Your task: Set out every line of the records below as a numbered list, leaving out the blank lines.

Dataset excerpts:
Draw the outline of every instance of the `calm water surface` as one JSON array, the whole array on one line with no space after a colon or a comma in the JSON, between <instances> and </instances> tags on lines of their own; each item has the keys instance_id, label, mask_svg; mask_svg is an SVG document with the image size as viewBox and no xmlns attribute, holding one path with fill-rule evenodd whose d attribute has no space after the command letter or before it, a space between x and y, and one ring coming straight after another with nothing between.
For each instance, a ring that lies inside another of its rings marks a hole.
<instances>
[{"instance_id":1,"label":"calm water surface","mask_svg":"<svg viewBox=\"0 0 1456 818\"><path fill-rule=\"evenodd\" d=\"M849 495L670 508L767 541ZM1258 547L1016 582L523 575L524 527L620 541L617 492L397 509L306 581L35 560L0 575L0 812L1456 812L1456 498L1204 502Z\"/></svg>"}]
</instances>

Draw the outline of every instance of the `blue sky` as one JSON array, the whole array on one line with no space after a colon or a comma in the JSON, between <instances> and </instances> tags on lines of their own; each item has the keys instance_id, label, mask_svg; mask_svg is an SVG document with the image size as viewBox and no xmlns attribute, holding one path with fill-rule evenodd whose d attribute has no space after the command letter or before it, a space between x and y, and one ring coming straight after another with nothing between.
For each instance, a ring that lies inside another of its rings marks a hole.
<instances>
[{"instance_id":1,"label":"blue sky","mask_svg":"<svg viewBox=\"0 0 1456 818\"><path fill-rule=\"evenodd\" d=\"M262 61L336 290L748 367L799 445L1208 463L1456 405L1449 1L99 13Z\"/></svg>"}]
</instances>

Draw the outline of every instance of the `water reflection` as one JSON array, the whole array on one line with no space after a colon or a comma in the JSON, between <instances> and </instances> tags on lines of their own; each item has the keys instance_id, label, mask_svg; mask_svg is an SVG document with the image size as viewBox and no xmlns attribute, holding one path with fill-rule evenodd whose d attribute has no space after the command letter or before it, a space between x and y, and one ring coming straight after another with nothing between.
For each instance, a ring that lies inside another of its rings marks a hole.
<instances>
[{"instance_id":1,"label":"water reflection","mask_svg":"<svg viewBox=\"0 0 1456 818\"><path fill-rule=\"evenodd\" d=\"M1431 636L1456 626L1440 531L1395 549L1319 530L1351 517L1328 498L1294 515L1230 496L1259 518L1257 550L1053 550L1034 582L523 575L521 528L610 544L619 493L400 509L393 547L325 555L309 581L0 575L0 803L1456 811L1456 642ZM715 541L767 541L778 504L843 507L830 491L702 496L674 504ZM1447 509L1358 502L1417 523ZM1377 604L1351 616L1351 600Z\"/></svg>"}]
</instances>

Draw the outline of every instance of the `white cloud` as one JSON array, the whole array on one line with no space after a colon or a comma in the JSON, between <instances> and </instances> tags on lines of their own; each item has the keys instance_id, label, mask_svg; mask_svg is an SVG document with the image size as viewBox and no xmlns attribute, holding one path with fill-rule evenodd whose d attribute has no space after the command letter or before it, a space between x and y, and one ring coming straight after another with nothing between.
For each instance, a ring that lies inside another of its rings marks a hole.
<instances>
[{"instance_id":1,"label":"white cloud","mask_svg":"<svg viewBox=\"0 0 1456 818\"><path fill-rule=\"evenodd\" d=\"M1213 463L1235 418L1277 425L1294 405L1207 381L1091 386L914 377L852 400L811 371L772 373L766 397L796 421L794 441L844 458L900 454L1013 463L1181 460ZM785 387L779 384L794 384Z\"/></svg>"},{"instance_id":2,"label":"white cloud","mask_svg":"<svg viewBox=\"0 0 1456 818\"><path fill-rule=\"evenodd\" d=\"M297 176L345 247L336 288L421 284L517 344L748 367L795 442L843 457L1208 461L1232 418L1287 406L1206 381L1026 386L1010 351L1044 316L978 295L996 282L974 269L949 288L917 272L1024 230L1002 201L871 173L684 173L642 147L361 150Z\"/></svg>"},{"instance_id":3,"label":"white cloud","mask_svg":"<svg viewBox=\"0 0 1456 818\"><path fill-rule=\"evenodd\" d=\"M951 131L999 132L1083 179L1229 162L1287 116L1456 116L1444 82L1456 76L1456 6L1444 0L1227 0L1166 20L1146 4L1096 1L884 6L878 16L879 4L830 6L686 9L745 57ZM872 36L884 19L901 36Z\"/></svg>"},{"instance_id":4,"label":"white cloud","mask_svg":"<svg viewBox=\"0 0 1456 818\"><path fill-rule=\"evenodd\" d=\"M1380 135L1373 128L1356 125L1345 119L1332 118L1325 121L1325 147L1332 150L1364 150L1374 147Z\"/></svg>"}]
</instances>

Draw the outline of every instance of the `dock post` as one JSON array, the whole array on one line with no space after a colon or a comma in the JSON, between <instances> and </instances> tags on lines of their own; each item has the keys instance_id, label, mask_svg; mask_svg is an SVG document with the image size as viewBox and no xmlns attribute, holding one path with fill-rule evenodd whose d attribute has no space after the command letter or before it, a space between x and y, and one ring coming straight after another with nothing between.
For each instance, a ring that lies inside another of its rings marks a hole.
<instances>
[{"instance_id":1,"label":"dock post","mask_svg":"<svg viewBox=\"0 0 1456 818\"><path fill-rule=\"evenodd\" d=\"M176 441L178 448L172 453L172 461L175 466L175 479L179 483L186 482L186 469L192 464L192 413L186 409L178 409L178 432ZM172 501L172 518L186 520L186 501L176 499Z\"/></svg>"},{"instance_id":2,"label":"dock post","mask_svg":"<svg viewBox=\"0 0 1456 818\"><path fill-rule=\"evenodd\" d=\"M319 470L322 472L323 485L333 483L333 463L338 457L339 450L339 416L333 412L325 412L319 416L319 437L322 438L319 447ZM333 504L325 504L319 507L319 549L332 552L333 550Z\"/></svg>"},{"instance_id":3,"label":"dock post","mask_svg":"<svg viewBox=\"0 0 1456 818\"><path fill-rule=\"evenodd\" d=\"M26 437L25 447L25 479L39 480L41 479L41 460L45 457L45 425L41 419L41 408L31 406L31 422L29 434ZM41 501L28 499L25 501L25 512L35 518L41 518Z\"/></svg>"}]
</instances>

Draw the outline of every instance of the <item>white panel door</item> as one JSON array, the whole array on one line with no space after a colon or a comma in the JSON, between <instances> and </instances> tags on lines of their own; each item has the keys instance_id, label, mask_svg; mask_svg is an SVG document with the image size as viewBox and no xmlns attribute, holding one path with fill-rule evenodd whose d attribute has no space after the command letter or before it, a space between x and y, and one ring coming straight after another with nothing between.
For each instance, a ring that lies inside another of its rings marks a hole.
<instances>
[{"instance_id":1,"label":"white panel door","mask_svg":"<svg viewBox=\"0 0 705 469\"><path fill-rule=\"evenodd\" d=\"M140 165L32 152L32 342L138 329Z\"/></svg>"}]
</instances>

Written solution:
1. Draw the outline of every instance of the `calm water surface` as one JSON array, the whole array on one line with no space after a colon or a comma in the JSON, between <instances> and </instances> tags on lines of their own; each item has the keys instance_id, label, mask_svg; mask_svg is an SVG document with the image size as viewBox and no xmlns attribute, holding one path with fill-rule evenodd whose d attribute has no space after the command letter or before it, a space between x and y, and one ring coming straight after another with nothing between.
2. For each instance, a ring that lies inside another of its rings marks a hole.
3. <instances>
4. [{"instance_id":1,"label":"calm water surface","mask_svg":"<svg viewBox=\"0 0 1456 818\"><path fill-rule=\"evenodd\" d=\"M849 495L670 508L767 541ZM1258 547L1016 582L523 575L524 527L620 541L617 492L397 509L306 581L35 560L0 575L0 812L1456 812L1456 498L1204 502Z\"/></svg>"}]
5. </instances>
6. Draw the outline of every instance of the `blue sky` as one JSON array, the whole array on one line with no space after a colon or a comma in the JSON, between <instances> and </instances> tags on lines of their own; each item has the keys instance_id, label, mask_svg; mask_svg is an SVG document with the image size as viewBox and no xmlns attribute, holding one path with fill-rule evenodd whose d attribute has no space after the command letter or before it, a space between x and y, and one ring coming straight after another with nothing between.
7. For each instance, a ring that lies inside another of its rings marks a hole.
8. <instances>
9. [{"instance_id":1,"label":"blue sky","mask_svg":"<svg viewBox=\"0 0 1456 818\"><path fill-rule=\"evenodd\" d=\"M262 61L336 290L748 367L799 445L1208 463L1456 405L1449 1L99 13Z\"/></svg>"}]
10. </instances>
11. Draw the outline of every instance of the `water reflection` as one JSON array, the whole array on one line with no space after a colon or a comma in the JSON, between <instances> and </instances> tags on lines of their own; each item has the keys instance_id, label, mask_svg; mask_svg is an SVG document with the image size as viewBox and no xmlns attribute, holding one path with fill-rule evenodd whose d attribute has no space after the command letter or before it, a space between x and y, and one ring coming straight after another with nothing between.
12. For each instance, a ring that lies inside another of its rings marks a hole.
13. <instances>
14. [{"instance_id":1,"label":"water reflection","mask_svg":"<svg viewBox=\"0 0 1456 818\"><path fill-rule=\"evenodd\" d=\"M1431 636L1456 626L1440 531L1395 549L1319 530L1351 517L1328 498L1294 515L1230 496L1259 518L1257 550L1053 550L1034 582L523 575L521 528L610 544L619 493L400 509L393 547L325 555L309 581L0 575L0 803L1456 811L1456 642ZM715 541L767 541L778 504L843 507L830 491L702 496L674 504ZM1447 509L1358 502L1417 523ZM1377 604L1351 616L1351 600Z\"/></svg>"}]
15. </instances>
16. Draw the outline of every instance of the `white cloud` as one JSON array, the whole array on one line with no space after a colon or a comma in the JSON, between <instances> and </instances> tags on lines of their own; each item has the keys instance_id, label, mask_svg; mask_svg is an SVG document with the image size as viewBox and no xmlns attribute, holding one path with fill-rule evenodd whose d attribute has no space after the command letter or before it, a space between x and y, and one ring coming straight after another with nothing between.
17. For each instance, a ring that lies inside another of its rings marks a hole.
18. <instances>
19. [{"instance_id":1,"label":"white cloud","mask_svg":"<svg viewBox=\"0 0 1456 818\"><path fill-rule=\"evenodd\" d=\"M1213 463L1235 418L1277 425L1294 405L1207 381L1091 386L914 377L852 400L811 371L772 373L766 397L796 421L794 441L844 458L900 454L1013 463L1181 460ZM785 387L779 384L794 384Z\"/></svg>"},{"instance_id":2,"label":"white cloud","mask_svg":"<svg viewBox=\"0 0 1456 818\"><path fill-rule=\"evenodd\" d=\"M297 176L345 247L336 288L421 284L517 344L748 367L795 442L843 457L1208 461L1232 418L1287 406L1206 381L1026 386L1010 351L1044 316L978 295L996 282L974 269L949 288L917 272L1024 230L1002 201L871 173L684 173L642 147L361 150Z\"/></svg>"},{"instance_id":3,"label":"white cloud","mask_svg":"<svg viewBox=\"0 0 1456 818\"><path fill-rule=\"evenodd\" d=\"M951 131L999 132L1083 179L1229 162L1287 116L1456 116L1444 82L1456 76L1456 6L1444 0L1227 0L1166 20L1146 4L1096 1L884 6L878 16L879 4L830 6L686 9L745 57ZM872 36L884 19L901 36Z\"/></svg>"},{"instance_id":4,"label":"white cloud","mask_svg":"<svg viewBox=\"0 0 1456 818\"><path fill-rule=\"evenodd\" d=\"M1380 135L1373 128L1356 125L1345 119L1332 118L1325 121L1325 147L1332 150L1364 150L1374 147Z\"/></svg>"}]
20. </instances>
21. Draw the outline of every instance of the `dock post` as one JSON array, the whole array on one line with no space after a colon or a comma in the JSON, between <instances> and </instances> tags on lines of their own; each item has the keys instance_id, label, mask_svg; mask_svg is an SVG document with the image size as viewBox and no xmlns attribute, holding one path with fill-rule evenodd whose d attribute has no space after the command letter or before it, a space between x and y, and one ring coming straight after another with nothing between.
22. For each instance, a ring that lies inside another of its rings marks a hole.
23. <instances>
24. [{"instance_id":1,"label":"dock post","mask_svg":"<svg viewBox=\"0 0 1456 818\"><path fill-rule=\"evenodd\" d=\"M176 441L178 448L172 453L172 461L175 466L175 479L179 483L186 482L186 469L192 464L192 413L186 409L178 409L178 432ZM172 501L172 518L186 520L186 501L176 499Z\"/></svg>"},{"instance_id":2,"label":"dock post","mask_svg":"<svg viewBox=\"0 0 1456 818\"><path fill-rule=\"evenodd\" d=\"M319 470L322 472L323 485L333 483L333 463L338 457L339 450L339 416L333 412L325 412L319 416L319 437L322 438L319 447ZM333 504L325 504L319 507L319 549L332 552L333 550Z\"/></svg>"},{"instance_id":3,"label":"dock post","mask_svg":"<svg viewBox=\"0 0 1456 818\"><path fill-rule=\"evenodd\" d=\"M26 437L25 447L25 479L39 480L41 479L41 460L45 457L45 425L41 419L41 408L31 406L31 422L29 434ZM41 501L28 499L25 501L25 512L35 518L41 518Z\"/></svg>"}]
25. </instances>
26. Draw the outline of every instance of the <item>white panel door</item> as one JSON array, the whole array on one line with no space after a colon or a comma in the JSON, between <instances> and </instances> tags on lines of their own; each item has the keys instance_id, label, mask_svg; mask_svg is an SVG document with the image size as viewBox and no xmlns attribute, holding one path with fill-rule evenodd whose d attribute has no space after the command letter or before it, a space between x and y, and one ring coming straight after another with nothing between.
27. For each instance, a ring that lies inside another of its rings marks a hole.
28. <instances>
29. [{"instance_id":1,"label":"white panel door","mask_svg":"<svg viewBox=\"0 0 705 469\"><path fill-rule=\"evenodd\" d=\"M140 165L32 152L32 342L138 329Z\"/></svg>"}]
30. </instances>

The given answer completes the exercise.